(Task description) When you write out the listing, keep every word as it stands and drop the pictures.

(Information supplied)
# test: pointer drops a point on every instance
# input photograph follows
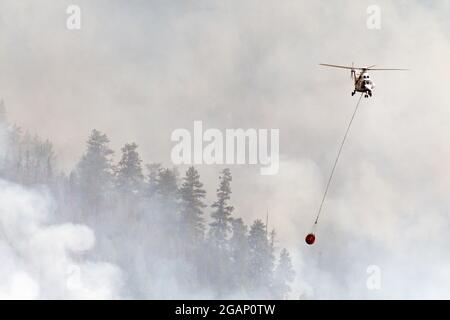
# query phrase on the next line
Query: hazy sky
(137, 70)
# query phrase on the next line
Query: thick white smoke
(41, 260)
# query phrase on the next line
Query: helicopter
(361, 78)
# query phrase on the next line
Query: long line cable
(336, 160)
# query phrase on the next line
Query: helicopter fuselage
(363, 83)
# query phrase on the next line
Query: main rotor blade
(379, 69)
(337, 66)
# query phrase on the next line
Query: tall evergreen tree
(129, 176)
(192, 205)
(154, 170)
(284, 274)
(94, 171)
(261, 259)
(239, 251)
(220, 225)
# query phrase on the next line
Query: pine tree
(129, 177)
(192, 205)
(220, 226)
(239, 251)
(284, 274)
(94, 171)
(154, 170)
(261, 260)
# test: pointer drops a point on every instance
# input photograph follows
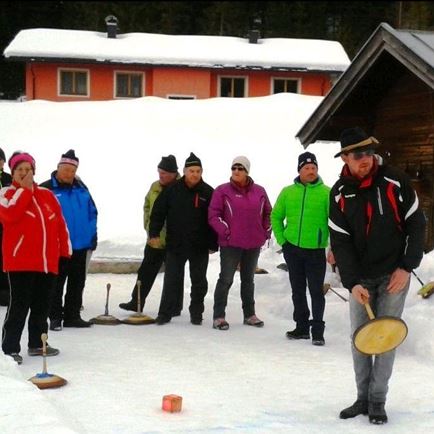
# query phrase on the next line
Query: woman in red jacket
(34, 237)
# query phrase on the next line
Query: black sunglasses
(360, 154)
(240, 168)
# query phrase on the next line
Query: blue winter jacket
(79, 211)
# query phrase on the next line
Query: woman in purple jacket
(240, 214)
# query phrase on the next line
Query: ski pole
(339, 295)
(417, 277)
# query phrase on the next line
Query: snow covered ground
(244, 380)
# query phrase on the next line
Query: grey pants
(373, 372)
(230, 257)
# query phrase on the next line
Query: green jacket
(151, 197)
(300, 215)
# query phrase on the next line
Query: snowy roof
(374, 65)
(192, 51)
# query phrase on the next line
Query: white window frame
(180, 96)
(246, 85)
(128, 72)
(298, 80)
(59, 72)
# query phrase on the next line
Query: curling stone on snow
(44, 380)
(106, 319)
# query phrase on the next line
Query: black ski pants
(306, 266)
(73, 272)
(230, 257)
(29, 291)
(153, 259)
(174, 280)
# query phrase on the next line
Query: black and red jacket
(376, 224)
(34, 230)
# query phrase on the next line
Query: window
(128, 85)
(285, 85)
(73, 82)
(232, 87)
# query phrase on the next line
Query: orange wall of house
(181, 81)
(41, 81)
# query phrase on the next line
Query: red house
(71, 65)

(Solution below)
# test: pointer drops a point on every instance
# input photograph follows
# query phrase on the next line
Query: hazy sky
(137, 70)
# query phrase on the next line
Query: thick white smoke
(41, 260)
# query phrase on the next line
Query: helicopter
(361, 78)
# query phrase on the next line
Query: long line cable
(336, 160)
# query phrase on the next line
Query: helicopter fuselage
(363, 83)
# query phrase on the next line
Query: main rotor blade
(379, 69)
(337, 66)
# query phrase on the next line
Query: tall evergreen tree
(129, 176)
(192, 205)
(154, 170)
(284, 274)
(94, 171)
(261, 259)
(239, 251)
(220, 225)
# query phrase on the next line
Query: pine tree
(129, 177)
(192, 205)
(220, 226)
(239, 251)
(284, 274)
(94, 171)
(154, 170)
(261, 260)
# test: pointer drops a point on every instance
# input photograph follows
# query phrase on the next line
Query: woman in red jacket
(34, 237)
# query phrase on the next line
Query: black sunglasses
(360, 154)
(240, 168)
# query phrase on the next line
Query: blue winter jacket
(79, 211)
# query phrase on the next line
Query: woman in purple jacket
(240, 214)
# query phrase on the next line
Query: ski pole
(339, 295)
(417, 277)
# query phrase on the next line
Query: snow covered ground
(244, 380)
# query phrase on the next line
Query: grey pants
(373, 372)
(230, 257)
# query phrase on the next line
Query: green jacket
(151, 197)
(300, 215)
# query phrase on the next line
Query: snowy roof
(374, 65)
(192, 51)
# query phrase on the next line
Query: white window frame
(180, 96)
(246, 85)
(128, 72)
(298, 80)
(59, 72)
# query phrase on the next line
Query: curling stone on snow
(44, 380)
(106, 319)
# query phrase on the next line
Query: black ski pants
(306, 266)
(73, 272)
(230, 257)
(29, 291)
(153, 259)
(174, 280)
# query phrase on the next line
Query: black and red jacket
(376, 224)
(34, 230)
# query phrase on the next line
Query: window
(128, 85)
(285, 85)
(73, 82)
(232, 87)
# query phrase on the next line
Query: orange wall of house
(181, 81)
(41, 81)
# query phrase on the next line
Query: red house
(71, 65)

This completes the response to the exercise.